#### [Stated exercise]
Recast everything from the line containing "Mark the plant" down through the last line of the items as a numbered list, omitting any blank lines.

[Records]
###
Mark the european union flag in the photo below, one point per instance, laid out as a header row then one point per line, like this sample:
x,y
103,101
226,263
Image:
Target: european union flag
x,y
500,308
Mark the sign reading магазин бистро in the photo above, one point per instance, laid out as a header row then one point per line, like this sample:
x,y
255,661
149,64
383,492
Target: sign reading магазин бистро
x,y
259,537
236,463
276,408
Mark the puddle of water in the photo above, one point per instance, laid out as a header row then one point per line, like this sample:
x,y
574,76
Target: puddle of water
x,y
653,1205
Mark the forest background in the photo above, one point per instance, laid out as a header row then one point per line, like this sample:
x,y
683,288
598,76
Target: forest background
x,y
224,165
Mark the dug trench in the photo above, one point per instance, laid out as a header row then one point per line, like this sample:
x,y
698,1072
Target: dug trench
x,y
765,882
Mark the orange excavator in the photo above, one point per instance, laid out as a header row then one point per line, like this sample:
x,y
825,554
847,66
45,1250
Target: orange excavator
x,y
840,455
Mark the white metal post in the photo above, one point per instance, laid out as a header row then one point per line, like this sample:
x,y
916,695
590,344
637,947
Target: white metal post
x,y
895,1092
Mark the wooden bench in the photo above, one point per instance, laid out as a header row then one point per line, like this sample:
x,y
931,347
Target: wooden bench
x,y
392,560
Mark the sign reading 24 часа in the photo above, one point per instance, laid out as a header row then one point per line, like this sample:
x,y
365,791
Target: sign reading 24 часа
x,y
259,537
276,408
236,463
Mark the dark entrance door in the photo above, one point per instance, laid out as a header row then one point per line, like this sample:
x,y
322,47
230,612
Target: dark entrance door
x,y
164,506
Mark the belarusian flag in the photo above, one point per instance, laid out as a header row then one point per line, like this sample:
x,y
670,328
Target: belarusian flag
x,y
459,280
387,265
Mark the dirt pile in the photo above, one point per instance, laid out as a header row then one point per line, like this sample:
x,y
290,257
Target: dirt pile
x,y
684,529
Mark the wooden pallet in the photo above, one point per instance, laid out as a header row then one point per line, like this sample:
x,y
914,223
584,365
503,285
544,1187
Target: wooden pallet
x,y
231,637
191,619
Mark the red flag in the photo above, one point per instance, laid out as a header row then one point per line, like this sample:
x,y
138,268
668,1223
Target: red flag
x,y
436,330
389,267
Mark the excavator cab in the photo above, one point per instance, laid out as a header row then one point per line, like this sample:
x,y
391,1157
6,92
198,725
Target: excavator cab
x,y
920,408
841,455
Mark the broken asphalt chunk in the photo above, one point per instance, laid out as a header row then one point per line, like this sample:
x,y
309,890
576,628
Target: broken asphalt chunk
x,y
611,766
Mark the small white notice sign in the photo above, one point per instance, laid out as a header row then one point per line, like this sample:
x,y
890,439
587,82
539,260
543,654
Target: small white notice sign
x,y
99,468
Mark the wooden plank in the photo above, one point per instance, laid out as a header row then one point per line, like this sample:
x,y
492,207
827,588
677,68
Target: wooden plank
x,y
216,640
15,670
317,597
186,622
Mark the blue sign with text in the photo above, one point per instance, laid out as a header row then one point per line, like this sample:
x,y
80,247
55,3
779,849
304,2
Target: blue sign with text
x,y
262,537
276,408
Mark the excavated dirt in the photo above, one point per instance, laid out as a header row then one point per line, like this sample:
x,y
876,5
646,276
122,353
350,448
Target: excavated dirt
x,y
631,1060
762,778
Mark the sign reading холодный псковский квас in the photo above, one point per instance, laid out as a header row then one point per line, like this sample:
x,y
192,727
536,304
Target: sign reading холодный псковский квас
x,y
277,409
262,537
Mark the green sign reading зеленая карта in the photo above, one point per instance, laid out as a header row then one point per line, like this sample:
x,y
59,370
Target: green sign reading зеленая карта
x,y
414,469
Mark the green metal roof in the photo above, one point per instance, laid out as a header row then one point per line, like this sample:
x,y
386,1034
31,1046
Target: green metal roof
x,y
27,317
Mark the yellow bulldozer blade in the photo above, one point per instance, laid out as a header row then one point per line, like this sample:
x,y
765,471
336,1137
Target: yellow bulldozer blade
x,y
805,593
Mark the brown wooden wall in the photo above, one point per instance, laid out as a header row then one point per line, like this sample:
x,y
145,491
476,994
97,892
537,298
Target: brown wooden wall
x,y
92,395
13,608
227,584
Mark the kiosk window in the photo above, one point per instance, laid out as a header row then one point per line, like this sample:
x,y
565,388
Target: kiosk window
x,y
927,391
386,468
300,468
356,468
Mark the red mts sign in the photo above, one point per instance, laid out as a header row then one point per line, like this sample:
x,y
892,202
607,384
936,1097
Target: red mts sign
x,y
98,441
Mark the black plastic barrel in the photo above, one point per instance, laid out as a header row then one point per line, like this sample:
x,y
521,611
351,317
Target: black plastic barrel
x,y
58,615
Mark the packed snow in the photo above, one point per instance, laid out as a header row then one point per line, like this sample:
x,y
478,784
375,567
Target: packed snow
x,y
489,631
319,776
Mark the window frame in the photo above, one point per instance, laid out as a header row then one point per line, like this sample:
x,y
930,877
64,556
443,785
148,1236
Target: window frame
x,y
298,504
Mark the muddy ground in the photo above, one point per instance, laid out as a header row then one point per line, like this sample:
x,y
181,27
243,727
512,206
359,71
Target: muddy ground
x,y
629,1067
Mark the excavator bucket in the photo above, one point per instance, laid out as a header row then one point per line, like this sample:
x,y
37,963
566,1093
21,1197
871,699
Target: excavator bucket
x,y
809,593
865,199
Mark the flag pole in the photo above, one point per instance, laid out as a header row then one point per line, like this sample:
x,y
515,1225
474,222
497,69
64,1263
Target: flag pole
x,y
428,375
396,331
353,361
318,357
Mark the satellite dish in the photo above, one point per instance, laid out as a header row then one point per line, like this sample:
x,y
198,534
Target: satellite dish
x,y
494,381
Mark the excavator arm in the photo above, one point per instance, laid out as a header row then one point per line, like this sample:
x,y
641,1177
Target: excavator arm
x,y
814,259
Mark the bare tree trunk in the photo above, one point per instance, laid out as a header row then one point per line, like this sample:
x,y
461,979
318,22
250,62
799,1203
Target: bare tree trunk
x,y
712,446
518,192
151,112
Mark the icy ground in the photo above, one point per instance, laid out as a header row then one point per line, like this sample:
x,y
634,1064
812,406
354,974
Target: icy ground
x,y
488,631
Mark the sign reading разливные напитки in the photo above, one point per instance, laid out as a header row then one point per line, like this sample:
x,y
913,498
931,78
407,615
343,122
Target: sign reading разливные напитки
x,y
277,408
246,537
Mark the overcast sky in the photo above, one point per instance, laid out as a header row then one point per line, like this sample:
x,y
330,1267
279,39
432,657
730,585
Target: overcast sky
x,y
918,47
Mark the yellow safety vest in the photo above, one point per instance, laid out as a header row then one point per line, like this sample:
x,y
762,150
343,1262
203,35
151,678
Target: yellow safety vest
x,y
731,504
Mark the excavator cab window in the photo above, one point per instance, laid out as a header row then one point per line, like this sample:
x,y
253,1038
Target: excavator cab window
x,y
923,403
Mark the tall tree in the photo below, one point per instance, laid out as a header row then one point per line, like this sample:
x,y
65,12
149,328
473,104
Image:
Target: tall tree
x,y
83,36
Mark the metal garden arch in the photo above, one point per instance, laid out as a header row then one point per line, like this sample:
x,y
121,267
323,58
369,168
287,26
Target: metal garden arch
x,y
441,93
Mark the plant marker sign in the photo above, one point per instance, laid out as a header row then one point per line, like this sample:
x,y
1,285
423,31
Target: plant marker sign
###
#### [Finished task]
1. Mark the plant marker sign in the photo above, one point per instance, laid out as a header row then one point per line, like this sample:
2. x,y
3. 1,285
4. 423,31
5. Target: plant marker sign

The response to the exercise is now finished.